**** Text

Measuring and management

Along with a new team and an agencywide focus, Wheeler said there are three central pillars to this effort.

The first one is situational awareness and information sharing.

“We are examining the legal and practical barriers to effective sharing of information about cyber threats and vulnerabilities in the communications sector,” he said. “In order to protect companies and consumers against malicious cyber attacks and intrusions, companies large and small within the communications sector must implement privacy-protective mechanisms to report cyber threats to each other, and, where necessary, to government authorities. And for cyber attacks that cause degradations of service or outages, the FCC and communications providers must develop efficient methods to communicate and address these risks.”

The second pillar is around cybersecurity risk management and best practices. In 2011, the Communications Security, Reliability and Interoperability Council (CSRIC) completed voluntary industry best practices pertaining to domain name security, Internet route hijacking and an Anti-Bot Code of Conduct.

Wheeler said in the coming weeks, the agency will ask vendors for ideas on how best to measure the implementation and impact of these best practices.

“Building on these efforts, CSRIC is presently hard at work developing risk management processes to tailor the NIST Cybersecurity Framework for the communications sector,” he said. “This particular effort, which features the active participation of over 100 experts from throughout the communications sector, is a landmark initiative — the central proving ground for whether our attempt to create a new paradigm will be successful. We are asking communications providers to work with us in setting the course for years to come regarding how companies in this sector communicate and manage risk internally.”

********
**** Source excerpt

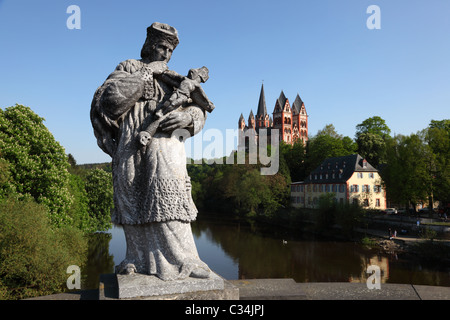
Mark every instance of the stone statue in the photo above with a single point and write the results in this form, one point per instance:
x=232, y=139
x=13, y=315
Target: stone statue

********

| Work to do |
- 1) In the measuring and management text, what is the first of the three central pillars that Wheeler names?
- 2) Rewrite the measuring and management text starting at "Measuring and management" and ending at "and information sharing.", replacing "situational awareness" with "threat monitoring".
- 3) Extend the text on Wheeler's cybersecurity pillars past its final sentence.

| Outputs for the tasks |
- 1) Situational awareness and information sharing.

- 2)
Measuring and management

Along with a new team and an agencywide focus, Wheeler said there are three central pillars to this effort.

The first one is threat monitoring and information sharing.

- 3)
The third pillar is a combination of research and development and workforce training. Wheeler said he tasked the commission’s Technological Advisory Council (TAC) to explore specific opportunities where R&D activity beyond a single company might result in positive cybersecurity benefit for the entire industry.

He also directed the FCC staff to work with federal partners and others in the private sector to gather input on how to measure, assess and manage cyber risk in the communications sector.

Wheeler didn’t offer a timeline for when this cyber effort would be finished, but he did talk about what success would look like.

“Some common success factors are already emerging from that dialogue. First, companies conduct thorough inventories of their exposure to various cyber risks, internally and with their partners,” he said. “Second, they conduct qualitative assessments of their management of those identified exposures to cyber risk. Third, they seek data from those qualitative assessments to develop quantitative metrics pertinent to their own internal needs. Fourth, they invest to close cyber readiness gaps making conscious, measured choices to mitigate risk.”

Renewed hope for legislation

The FCC’s goal of creating a cyber framework depends heavily on the trust and legal authority of information sharing. So far, that issue has been the biggest stumbling block across the government.

While experts say the Homeland Security Department, the Defense Department and others have made progress, the lack of liability protections is hampering information sharing efforts.

But help may be on the way.

Rep. Mike Rogers (R-Mich.), the chairman of the Intelligence Committee, said his Cyber Intelligence Sharing and Protections Act (CISPA), which he has been pushing for the past few years, finally is making progress in the Senate.

The House passed the bill in April 2013.

“The good news here is [Wednesday] my ranking member Dutch [Ruppersberger] and I sat down with [Sens.] Diane Feinstein and Saxby Chambliss [chairwoman and ranking member, respectively, of the Intelligence Committee] in the Senate. That was one of the most productive meetings I’ve felt we’ve had this year on this issue,” Rogers said. “And now I’m being back to extremely optimistic that we will get a cyber information sharing bill this year. Extremely optimistic because I was losing hope there. I’m very, very encouraged by this meeting yesterday.”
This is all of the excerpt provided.